**Problem statement:** Reproduce every one of the records below without changing a single character.
☆ ☆ ☆ ☆ ☆ ☆ ☆
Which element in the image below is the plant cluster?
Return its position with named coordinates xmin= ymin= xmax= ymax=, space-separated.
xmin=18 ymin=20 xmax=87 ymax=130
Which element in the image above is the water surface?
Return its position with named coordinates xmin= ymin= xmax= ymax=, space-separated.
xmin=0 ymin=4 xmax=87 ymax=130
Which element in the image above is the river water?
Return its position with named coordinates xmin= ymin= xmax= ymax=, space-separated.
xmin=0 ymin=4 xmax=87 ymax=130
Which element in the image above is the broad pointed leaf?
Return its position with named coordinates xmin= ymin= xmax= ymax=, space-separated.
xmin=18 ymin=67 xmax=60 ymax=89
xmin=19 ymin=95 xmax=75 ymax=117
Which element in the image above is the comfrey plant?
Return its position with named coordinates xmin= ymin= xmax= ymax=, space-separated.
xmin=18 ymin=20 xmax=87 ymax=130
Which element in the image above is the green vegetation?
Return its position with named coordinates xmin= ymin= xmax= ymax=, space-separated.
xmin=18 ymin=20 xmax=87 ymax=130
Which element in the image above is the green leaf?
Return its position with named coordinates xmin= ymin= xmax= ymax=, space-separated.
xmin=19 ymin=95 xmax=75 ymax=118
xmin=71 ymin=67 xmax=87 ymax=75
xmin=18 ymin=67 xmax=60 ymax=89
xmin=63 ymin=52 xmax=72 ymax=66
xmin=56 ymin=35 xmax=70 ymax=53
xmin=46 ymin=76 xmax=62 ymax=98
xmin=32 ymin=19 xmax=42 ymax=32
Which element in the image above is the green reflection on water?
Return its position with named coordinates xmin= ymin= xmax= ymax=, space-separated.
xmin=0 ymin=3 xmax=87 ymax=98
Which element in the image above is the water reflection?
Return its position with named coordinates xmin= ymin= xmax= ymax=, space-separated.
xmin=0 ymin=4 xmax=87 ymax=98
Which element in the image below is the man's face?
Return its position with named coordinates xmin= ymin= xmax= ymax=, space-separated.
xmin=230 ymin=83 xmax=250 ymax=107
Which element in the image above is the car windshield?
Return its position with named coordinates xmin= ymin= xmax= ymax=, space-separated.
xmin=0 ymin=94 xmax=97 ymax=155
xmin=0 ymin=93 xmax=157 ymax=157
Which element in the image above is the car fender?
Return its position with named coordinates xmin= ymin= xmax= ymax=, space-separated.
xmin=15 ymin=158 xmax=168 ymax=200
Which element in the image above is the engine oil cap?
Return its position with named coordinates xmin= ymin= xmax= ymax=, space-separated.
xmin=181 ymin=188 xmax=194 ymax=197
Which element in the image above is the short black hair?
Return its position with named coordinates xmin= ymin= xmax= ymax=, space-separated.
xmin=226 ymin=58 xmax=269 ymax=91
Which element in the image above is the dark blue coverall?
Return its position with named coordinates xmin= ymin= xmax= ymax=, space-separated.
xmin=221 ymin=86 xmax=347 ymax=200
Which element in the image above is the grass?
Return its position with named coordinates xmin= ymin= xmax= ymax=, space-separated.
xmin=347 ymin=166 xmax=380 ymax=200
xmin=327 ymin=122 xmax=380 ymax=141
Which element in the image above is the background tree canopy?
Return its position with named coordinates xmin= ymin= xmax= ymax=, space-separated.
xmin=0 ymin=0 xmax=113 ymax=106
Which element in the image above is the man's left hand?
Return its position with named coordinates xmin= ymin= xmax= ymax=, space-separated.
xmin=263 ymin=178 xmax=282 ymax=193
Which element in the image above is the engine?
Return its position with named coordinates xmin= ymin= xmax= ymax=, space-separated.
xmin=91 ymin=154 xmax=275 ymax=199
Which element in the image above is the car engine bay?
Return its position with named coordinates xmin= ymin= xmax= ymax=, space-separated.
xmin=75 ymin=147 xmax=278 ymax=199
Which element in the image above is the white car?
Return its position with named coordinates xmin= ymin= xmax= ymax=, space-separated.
☆ ☆ ☆ ☆ ☆ ☆ ☆
**Result of this task:**
Which element in the image below is the plant cluster?
Return its position with named coordinates xmin= ymin= xmax= ymax=, space-separated.
xmin=18 ymin=20 xmax=87 ymax=130
Which element in the image above is the water surface?
Return its position with named coordinates xmin= ymin= xmax= ymax=, space-separated.
xmin=0 ymin=4 xmax=87 ymax=130
Which element in the image above is the river water?
Return its position with named coordinates xmin= ymin= xmax= ymax=, space-separated.
xmin=0 ymin=4 xmax=87 ymax=130
Which element in the image above is the broad pointed leaf?
Return its position with named coordinates xmin= ymin= xmax= ymax=, space-separated.
xmin=18 ymin=67 xmax=60 ymax=89
xmin=19 ymin=95 xmax=75 ymax=117
Which element in the image above is the comfrey plant?
Return its position with named coordinates xmin= ymin= xmax= ymax=, space-separated.
xmin=18 ymin=20 xmax=87 ymax=130
Which element in the image above is the green vegetation?
Return its position with named coordinates xmin= ymin= xmax= ymax=, space-separated.
xmin=18 ymin=20 xmax=87 ymax=130
Which element in the image above is the green leaf?
Return its position with named coordinates xmin= ymin= xmax= ymax=, space-separated.
xmin=19 ymin=95 xmax=75 ymax=118
xmin=71 ymin=67 xmax=87 ymax=75
xmin=18 ymin=67 xmax=60 ymax=89
xmin=63 ymin=52 xmax=72 ymax=66
xmin=56 ymin=35 xmax=70 ymax=53
xmin=46 ymin=76 xmax=62 ymax=98
xmin=32 ymin=19 xmax=42 ymax=32
Which element in the image above is the green reflection on water?
Return its position with named coordinates xmin= ymin= xmax= ymax=, space-separated.
xmin=0 ymin=3 xmax=87 ymax=98
Which element in the image above is the water reflection?
Return its position with named coordinates xmin= ymin= xmax= ymax=, space-separated.
xmin=0 ymin=4 xmax=87 ymax=98
Which element in the image below is the man's face?
Return its position with named coordinates xmin= ymin= xmax= ymax=, space-separated.
xmin=230 ymin=83 xmax=250 ymax=107
Which element in the image above is the car windshield?
Return its position with named coordinates xmin= ymin= xmax= ymax=, space-separated.
xmin=0 ymin=94 xmax=97 ymax=155
xmin=0 ymin=93 xmax=157 ymax=157
Which element in the image above is the car fender?
Return its position with named coordinates xmin= ymin= xmax= ymax=, space-separated.
xmin=15 ymin=158 xmax=168 ymax=200
Which element in the image above is the engine oil cap?
Return its position with named coordinates xmin= ymin= xmax= ymax=, space-separated.
xmin=181 ymin=188 xmax=194 ymax=197
Which element in the image above is the short black hair?
Return its position with named coordinates xmin= ymin= xmax= ymax=, space-separated.
xmin=226 ymin=58 xmax=269 ymax=91
Which element in the image above is the dark blue coverall?
Return its position with named coordinates xmin= ymin= xmax= ymax=, space-separated.
xmin=221 ymin=86 xmax=347 ymax=200
Which element in the image above is the grass?
Return its position with named coordinates xmin= ymin= xmax= ymax=, space-separated.
xmin=347 ymin=166 xmax=380 ymax=200
xmin=327 ymin=122 xmax=380 ymax=141
Which element in the image above is the background tree canopy?
Return its position with named coordinates xmin= ymin= xmax= ymax=, space-separated.
xmin=0 ymin=0 xmax=113 ymax=106
Which element in the image above is the man's left hand?
Return its position with named coordinates xmin= ymin= xmax= ymax=, space-separated.
xmin=263 ymin=178 xmax=282 ymax=193
Which element in the image above is the engine?
Return its position with named coordinates xmin= ymin= xmax= ymax=, space-separated.
xmin=91 ymin=154 xmax=275 ymax=199
Which element in the image above is the car engine bay?
Return its position with named coordinates xmin= ymin= xmax= ymax=, space-separated.
xmin=75 ymin=147 xmax=278 ymax=199
Which element in the image above is the white car?
Return its position with named coordinates xmin= ymin= xmax= ymax=, space-separated.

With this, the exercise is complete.